-- 本文 --
::::::

自分を丸投げにすること ― 吉増剛造さんによる現代詩シンポジウム/立命館大学


2016年7月6日

京都に来ている。今日は立命館大学に行った。
白詰草の花が一面に咲き誇る美しい庭をもつキャンパスだった。

現代詩を代表する詩人吉増剛造さんの選集が今度英訳の上で新しく出版される、その選集の訳者たちと吉増さんご本人が集い、シンポジウムと朗読が行われるということで、その場に赴いたのだった。



訳者の一人吉田恭子さんは吉増さんの詩を英訳するにあたって、幾度か吉増さんに直接電話で相談をしたという。
吉増さんは電話をかけると必ず出られる、すぐ出られる。だから念入りに念入りに準備して、ドアをノックするくらいの気持で緊張してかける。彼が電話にでる。すると「なんでも訊いてください」と言われる。なんでも。「私はこの声を聴いて、とにかくこのまま読んでいっていいのだと、答えはここにあると言ってもらったのだと、そう感じながら訳した」、そう彼女は話した。

吉増さんに言わせれば「丸投げですよ」と。少年のように笑っていう。

この「丸投げ」という言葉を受けて、丸投げすることの難しさをおもう。
そして私にはまだ、「自分を丸投げする」ことができない、ことに気づく。



たとえばコミュニケーションへの抵抗がそれだ。人と関わり、話し笑い通じ、触れあうことに対してあこがれてきたのに、そのことがこわい。こわい、人との関わりのなかで自分がどうなってしまうのか、誤解されるのか否定されるのか拒絶されるのかわからず、こわい。「自分を丸投げする」ことができない。誤解されるのがイヤで、否定されるのがイヤで、拒絶されるのがイヤ。なんもかもがイヤ、イヤ、イヤ。そんな自分は、「ちいさな自分」にこだわって「ちいさなプライド」を捨てきれない、そんな程度の人間だ、とおもう、そしておもい出す。いつか前に、まったく同じようなことを考えたときのあったことを。



二年前の夏、福島に文学の学校を訪れた時、吉増さんに話しかけた。大学を訊かれたので答えると、彼は遠い大学の先輩なので「頑張れ後輩!」という力強い言葉と共にアドバイスをいただいた。
「触れてみるといい、いろんなものに」。たくさん遊ぶといい、クラブにも行くといい、触れてみるといい。「そうだ吉本隆明さんは何にでも触れる人だったなあ」と。……私はしかし、触れることがこわい、今でもこわい。

触れること、触れにいくこと、の難しさ、抵抗、こわさ

を感じることはつねにある。
自分と他者、自分と世界のあいだに境界をつくり、ちいさな自分を守ろうとする。外の世界と内の世界を隔てさせる。そうして勝手に自分で作りだした境界を自分で越えられなくなる。こわくなって、その境界を踏みだせなくなる。ちいさな自分の世界に閉じこもる。

::::::

-- 項目一覧 --
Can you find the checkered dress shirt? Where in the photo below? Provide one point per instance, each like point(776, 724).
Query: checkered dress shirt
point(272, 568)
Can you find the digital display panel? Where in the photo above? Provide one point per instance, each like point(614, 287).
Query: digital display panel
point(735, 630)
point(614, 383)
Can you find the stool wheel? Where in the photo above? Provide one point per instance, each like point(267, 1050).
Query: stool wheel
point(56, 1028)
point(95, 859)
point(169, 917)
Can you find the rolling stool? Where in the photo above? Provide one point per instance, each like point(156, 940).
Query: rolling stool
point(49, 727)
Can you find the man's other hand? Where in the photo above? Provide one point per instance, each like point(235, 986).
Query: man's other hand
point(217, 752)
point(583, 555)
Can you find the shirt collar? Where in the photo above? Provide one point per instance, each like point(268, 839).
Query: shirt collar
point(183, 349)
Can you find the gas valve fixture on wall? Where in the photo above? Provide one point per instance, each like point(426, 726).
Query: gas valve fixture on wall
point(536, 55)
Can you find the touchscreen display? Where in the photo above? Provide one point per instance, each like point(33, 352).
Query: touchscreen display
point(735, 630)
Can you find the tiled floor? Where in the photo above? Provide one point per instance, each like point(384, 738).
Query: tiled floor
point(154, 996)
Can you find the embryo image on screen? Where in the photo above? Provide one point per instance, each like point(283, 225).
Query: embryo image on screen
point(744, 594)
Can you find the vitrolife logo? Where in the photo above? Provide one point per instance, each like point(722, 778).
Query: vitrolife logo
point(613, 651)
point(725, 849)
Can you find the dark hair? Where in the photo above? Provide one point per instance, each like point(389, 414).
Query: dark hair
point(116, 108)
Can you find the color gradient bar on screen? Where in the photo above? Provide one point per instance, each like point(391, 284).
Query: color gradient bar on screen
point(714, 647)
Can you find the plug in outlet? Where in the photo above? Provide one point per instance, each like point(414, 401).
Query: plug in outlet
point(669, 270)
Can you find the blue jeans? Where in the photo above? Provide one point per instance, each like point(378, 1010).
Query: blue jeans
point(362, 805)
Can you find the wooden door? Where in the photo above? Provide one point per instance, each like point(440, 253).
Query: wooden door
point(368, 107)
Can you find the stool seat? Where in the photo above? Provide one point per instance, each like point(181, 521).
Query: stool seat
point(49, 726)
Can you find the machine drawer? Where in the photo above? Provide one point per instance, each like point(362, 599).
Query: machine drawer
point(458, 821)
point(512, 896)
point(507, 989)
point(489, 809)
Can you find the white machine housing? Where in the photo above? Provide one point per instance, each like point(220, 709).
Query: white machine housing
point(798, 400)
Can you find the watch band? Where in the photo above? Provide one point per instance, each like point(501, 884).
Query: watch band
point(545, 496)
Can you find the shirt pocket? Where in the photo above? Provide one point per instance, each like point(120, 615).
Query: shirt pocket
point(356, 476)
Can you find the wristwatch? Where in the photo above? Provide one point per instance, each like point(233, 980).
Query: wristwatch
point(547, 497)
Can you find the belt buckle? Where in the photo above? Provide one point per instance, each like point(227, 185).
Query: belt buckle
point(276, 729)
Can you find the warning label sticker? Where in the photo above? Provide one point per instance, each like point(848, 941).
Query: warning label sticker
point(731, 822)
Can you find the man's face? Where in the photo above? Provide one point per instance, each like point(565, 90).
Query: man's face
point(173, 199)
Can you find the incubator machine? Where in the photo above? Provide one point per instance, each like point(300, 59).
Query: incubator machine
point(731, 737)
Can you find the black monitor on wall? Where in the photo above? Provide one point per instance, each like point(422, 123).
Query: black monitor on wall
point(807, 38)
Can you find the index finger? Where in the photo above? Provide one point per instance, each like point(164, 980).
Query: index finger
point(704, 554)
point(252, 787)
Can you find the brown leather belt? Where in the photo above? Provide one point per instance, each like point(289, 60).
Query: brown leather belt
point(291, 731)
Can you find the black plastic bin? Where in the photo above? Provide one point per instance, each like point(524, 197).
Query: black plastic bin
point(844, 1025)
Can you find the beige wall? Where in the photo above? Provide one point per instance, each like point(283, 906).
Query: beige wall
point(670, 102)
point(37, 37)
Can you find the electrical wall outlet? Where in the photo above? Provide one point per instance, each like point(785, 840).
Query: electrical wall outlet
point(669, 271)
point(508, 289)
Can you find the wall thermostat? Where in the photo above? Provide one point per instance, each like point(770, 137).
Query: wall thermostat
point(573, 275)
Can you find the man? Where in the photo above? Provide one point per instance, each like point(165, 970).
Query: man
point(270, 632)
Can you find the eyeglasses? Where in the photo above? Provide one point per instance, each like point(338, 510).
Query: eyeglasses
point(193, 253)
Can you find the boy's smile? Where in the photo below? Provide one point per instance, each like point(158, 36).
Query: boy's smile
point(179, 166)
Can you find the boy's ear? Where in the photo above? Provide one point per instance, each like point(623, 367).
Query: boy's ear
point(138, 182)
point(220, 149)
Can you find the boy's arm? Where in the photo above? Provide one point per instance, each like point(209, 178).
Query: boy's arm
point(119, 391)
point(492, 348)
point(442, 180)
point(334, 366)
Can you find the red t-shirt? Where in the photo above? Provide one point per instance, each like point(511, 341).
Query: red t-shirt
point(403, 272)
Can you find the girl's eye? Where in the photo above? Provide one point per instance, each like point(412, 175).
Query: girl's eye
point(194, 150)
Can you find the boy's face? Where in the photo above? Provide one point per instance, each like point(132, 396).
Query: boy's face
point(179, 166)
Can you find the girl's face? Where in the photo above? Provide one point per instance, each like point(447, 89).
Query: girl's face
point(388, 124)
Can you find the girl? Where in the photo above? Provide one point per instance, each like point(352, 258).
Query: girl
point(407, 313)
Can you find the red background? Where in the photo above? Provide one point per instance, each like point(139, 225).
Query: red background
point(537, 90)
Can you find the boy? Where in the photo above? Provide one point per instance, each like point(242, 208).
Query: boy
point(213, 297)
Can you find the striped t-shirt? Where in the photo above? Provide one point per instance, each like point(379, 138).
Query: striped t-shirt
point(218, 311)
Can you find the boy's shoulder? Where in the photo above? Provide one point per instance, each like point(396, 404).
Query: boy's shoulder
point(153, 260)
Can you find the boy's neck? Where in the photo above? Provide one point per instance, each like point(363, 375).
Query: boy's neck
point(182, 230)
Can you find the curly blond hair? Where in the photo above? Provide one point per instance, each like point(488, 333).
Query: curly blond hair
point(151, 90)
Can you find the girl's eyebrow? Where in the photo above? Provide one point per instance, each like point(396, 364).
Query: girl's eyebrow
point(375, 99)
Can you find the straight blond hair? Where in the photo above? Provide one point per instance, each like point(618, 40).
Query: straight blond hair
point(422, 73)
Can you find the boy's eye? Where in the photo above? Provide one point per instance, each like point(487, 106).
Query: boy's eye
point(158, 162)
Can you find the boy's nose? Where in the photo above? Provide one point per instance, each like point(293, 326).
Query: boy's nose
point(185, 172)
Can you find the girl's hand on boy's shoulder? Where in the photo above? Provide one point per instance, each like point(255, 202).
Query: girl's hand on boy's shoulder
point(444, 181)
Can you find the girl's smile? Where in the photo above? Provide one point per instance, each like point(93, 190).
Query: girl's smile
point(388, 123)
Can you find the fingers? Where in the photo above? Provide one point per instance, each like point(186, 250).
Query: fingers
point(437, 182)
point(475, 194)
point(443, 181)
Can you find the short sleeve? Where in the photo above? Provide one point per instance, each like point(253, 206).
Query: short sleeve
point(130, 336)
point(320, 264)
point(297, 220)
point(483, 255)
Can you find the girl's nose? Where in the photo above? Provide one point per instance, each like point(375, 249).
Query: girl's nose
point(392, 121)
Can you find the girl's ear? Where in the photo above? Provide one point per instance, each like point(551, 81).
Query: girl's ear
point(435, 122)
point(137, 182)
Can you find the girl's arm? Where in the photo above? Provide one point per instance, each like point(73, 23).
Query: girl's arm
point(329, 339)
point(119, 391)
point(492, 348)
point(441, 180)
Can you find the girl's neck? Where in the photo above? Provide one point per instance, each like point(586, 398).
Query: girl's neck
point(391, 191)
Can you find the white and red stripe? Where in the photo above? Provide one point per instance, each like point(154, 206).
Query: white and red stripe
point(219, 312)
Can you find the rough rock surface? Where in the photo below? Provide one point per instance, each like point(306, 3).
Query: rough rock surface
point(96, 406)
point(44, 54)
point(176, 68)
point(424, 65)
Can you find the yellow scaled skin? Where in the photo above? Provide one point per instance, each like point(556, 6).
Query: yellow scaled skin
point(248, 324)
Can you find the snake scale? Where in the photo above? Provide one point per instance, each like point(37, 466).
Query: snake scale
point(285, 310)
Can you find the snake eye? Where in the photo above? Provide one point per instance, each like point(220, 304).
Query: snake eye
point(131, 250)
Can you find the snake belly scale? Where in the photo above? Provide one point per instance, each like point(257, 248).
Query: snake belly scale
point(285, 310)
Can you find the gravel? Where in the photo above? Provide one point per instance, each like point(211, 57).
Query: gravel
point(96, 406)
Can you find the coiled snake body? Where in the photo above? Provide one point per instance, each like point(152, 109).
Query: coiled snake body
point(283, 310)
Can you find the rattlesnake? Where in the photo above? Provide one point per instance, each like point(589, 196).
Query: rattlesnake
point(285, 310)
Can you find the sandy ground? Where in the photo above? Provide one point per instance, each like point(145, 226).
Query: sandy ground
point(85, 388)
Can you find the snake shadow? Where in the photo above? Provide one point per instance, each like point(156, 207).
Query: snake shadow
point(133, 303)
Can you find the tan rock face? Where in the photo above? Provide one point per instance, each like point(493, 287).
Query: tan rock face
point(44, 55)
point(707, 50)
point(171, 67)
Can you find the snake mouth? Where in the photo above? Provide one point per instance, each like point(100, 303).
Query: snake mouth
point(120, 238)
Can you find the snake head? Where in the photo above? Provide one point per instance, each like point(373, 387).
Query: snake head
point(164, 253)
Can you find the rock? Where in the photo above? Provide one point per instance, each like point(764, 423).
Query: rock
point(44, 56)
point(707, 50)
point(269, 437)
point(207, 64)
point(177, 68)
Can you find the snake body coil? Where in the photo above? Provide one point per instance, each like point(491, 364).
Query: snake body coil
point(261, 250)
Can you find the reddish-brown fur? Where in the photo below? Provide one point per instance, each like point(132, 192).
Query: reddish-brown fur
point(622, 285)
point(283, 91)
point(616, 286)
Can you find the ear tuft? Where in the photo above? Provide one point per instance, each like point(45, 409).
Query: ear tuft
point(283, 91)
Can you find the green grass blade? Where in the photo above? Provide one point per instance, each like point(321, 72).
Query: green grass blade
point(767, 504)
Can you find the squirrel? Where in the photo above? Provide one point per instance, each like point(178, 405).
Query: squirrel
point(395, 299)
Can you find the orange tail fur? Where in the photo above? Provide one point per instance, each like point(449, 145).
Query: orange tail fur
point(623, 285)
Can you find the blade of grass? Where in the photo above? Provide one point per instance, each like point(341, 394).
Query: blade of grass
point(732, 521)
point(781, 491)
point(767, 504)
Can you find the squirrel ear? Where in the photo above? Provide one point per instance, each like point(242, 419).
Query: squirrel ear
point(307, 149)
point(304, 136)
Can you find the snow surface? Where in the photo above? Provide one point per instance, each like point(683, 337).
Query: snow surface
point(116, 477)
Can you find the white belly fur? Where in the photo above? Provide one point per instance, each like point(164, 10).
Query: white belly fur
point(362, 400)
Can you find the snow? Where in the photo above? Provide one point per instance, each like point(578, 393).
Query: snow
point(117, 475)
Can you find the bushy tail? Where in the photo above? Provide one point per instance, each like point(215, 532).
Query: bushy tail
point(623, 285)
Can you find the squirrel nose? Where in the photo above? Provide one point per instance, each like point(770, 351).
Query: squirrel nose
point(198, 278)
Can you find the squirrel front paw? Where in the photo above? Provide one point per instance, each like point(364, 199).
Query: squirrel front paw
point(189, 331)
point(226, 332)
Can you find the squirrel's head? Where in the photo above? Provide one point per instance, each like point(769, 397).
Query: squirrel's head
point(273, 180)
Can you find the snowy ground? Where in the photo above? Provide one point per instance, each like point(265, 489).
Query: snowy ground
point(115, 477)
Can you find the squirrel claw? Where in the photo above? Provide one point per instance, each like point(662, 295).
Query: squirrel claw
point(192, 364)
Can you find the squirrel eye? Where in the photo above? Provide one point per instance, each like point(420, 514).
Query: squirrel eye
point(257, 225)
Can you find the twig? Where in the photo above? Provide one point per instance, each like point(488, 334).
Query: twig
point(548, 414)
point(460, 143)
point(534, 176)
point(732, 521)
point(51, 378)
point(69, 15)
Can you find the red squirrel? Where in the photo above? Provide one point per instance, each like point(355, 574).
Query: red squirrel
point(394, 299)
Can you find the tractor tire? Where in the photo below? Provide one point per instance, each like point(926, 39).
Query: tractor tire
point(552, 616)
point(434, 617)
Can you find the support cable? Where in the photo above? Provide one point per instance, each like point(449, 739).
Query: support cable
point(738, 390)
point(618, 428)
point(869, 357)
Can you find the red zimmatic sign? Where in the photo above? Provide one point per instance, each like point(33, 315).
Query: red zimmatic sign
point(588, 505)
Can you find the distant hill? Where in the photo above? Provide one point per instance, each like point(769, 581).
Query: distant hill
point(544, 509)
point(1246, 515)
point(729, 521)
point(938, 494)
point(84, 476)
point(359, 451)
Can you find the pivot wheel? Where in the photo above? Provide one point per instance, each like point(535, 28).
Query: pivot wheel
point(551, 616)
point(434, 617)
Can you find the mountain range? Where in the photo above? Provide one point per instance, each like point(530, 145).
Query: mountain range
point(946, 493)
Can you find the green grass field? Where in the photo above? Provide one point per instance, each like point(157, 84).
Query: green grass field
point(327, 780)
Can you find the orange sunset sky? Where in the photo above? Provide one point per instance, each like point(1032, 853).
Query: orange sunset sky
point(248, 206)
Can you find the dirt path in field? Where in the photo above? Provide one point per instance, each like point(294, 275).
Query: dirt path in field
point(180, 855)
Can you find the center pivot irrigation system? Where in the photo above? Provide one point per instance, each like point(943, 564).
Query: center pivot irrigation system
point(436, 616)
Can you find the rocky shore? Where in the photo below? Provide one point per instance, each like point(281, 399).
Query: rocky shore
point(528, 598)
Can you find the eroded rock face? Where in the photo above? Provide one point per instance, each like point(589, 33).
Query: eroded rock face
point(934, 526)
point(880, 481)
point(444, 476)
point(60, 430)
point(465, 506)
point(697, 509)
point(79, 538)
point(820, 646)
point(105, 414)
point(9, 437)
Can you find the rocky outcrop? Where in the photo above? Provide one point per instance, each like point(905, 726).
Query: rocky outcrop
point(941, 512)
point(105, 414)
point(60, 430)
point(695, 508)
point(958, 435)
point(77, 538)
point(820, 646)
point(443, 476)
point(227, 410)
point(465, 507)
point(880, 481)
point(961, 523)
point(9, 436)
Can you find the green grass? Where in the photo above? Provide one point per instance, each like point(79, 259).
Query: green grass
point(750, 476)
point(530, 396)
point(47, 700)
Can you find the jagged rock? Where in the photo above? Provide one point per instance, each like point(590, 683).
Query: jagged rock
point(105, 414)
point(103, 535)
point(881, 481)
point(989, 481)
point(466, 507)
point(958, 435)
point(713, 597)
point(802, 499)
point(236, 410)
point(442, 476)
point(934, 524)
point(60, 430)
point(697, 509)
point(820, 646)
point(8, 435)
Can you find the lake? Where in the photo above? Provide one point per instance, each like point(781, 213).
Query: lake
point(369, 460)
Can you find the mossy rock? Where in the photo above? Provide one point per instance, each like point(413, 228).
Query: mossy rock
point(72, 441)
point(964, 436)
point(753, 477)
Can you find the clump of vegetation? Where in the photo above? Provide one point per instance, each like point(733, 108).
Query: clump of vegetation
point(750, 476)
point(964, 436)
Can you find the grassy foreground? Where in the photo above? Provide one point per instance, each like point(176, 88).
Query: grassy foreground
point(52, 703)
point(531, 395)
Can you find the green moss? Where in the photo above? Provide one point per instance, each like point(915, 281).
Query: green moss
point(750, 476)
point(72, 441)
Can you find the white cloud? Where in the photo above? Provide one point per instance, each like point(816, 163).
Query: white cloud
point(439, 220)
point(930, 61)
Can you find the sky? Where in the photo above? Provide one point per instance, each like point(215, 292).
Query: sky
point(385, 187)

::::::

-- 作成するもの --
本文のうち、「白詰草の花が一面に咲き誇る美しい庭をもつキャンパスだった。」を含む語句で始まり「この「丸投げ」という言葉を受けて、丸投げすることの難しさをおもう。」で終わる部分を、一字も変えずに書き写して返してください。 ここでは項目を使う必要はない。

-- 完成した課題 --
白詰草の花が一面に咲き誇る美しい庭をもつキャンパスだった。

現代詩を代表する詩人吉増剛造さんの選集が今度英訳の上で新しく出版される、その選集の訳者たちと吉増さんご本人が集い、シンポジウムと朗読が行われるということで、その場に赴いたのだった。



訳者の一人吉田恭子さんは吉増さんの詩を英訳するにあたって、幾度か吉増さんに直接電話で相談をしたという。
吉増さんは電話をかけると必ず出られる、すぐ出られる。だから念入りに念入りに準備して、ドアをノックするくらいの気持で緊張してかける。彼が電話にでる。すると「なんでも訊いてください」と言われる。なんでも。「私はこの声を聴いて、とにかくこのまま読んでいっていいのだと、答えはここにあると言ってもらったのだと、そう感じながら訳した」、そう彼女は話した。

吉増さんに言わせれば「丸投げですよ」と。少年のように笑っていう。

この「丸投げ」という言葉を受けて、丸投げすることの難しさをおもう。